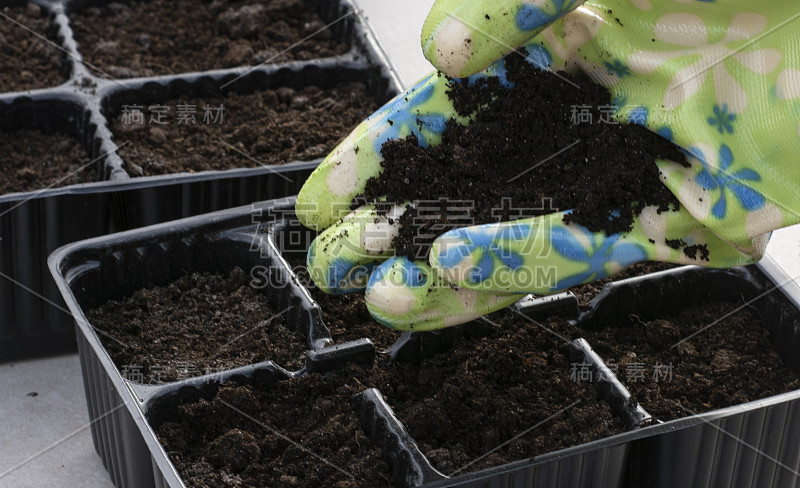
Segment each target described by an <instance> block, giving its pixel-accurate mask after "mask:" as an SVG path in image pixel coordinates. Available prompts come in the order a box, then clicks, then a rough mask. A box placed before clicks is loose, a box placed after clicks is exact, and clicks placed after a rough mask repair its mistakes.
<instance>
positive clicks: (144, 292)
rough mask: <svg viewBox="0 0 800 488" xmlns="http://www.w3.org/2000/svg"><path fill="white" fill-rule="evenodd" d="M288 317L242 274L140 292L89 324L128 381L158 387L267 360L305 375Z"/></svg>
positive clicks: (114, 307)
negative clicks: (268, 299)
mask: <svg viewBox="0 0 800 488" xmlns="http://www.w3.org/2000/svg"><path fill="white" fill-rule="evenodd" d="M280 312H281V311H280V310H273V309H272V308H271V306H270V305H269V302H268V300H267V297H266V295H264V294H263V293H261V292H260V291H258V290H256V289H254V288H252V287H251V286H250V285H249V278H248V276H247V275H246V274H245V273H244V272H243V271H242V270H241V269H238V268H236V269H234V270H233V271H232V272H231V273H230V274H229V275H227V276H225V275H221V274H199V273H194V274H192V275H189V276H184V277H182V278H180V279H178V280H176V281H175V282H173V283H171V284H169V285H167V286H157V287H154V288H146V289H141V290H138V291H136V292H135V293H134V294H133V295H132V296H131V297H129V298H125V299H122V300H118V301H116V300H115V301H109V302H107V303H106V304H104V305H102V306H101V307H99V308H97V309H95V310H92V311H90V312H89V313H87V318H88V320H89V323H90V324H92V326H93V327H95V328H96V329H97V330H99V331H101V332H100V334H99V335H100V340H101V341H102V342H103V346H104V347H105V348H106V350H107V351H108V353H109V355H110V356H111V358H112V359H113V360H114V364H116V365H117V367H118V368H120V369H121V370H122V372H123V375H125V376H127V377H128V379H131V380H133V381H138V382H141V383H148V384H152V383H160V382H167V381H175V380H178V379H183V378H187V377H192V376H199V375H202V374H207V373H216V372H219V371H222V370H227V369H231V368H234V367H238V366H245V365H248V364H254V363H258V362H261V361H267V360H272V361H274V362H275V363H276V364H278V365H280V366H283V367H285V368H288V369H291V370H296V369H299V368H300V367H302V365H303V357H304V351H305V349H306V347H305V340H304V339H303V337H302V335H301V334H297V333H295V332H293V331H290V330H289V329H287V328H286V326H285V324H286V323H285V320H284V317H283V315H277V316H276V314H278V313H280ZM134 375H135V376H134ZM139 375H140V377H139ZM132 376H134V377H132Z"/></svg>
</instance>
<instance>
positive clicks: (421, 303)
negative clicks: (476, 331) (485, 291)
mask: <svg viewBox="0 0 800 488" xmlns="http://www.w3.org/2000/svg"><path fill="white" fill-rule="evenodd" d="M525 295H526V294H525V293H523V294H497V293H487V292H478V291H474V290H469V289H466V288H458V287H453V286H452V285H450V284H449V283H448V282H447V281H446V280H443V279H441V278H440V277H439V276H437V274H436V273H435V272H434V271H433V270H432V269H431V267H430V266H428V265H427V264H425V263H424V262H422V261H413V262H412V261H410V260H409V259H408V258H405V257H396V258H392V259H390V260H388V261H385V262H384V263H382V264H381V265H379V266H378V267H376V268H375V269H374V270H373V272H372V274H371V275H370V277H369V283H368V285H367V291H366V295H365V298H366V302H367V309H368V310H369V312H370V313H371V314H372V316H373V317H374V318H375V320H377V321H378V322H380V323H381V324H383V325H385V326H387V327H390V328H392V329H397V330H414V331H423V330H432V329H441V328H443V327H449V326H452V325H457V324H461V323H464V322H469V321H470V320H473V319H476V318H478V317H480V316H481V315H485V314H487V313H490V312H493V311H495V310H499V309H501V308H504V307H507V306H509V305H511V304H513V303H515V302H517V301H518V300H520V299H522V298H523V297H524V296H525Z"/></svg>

## WHAT YOU SHOULD DO
Would you please repeat the lines above exactly, from the first line of the listing through the line holding "positive clicks: (114, 307)", with nothing added and no pictures?

## YOUR SOLUTION
Segment each target described by an <instance> block, giving its pixel-accurate mask after "mask:" as an SVG path in image pixel coordinates. Available prompts come in the order a box, then clicks, then a rough mask. A box placed before clicks is loose, a box placed after clicks is exact, and clicks placed after a rough mask repair its mistakes.
<instance>
positive clicks: (144, 292)
rough mask: <svg viewBox="0 0 800 488" xmlns="http://www.w3.org/2000/svg"><path fill="white" fill-rule="evenodd" d="M288 317L242 274L140 292L89 324L128 381L158 387L267 360L305 375Z"/></svg>
positive clicks: (114, 307)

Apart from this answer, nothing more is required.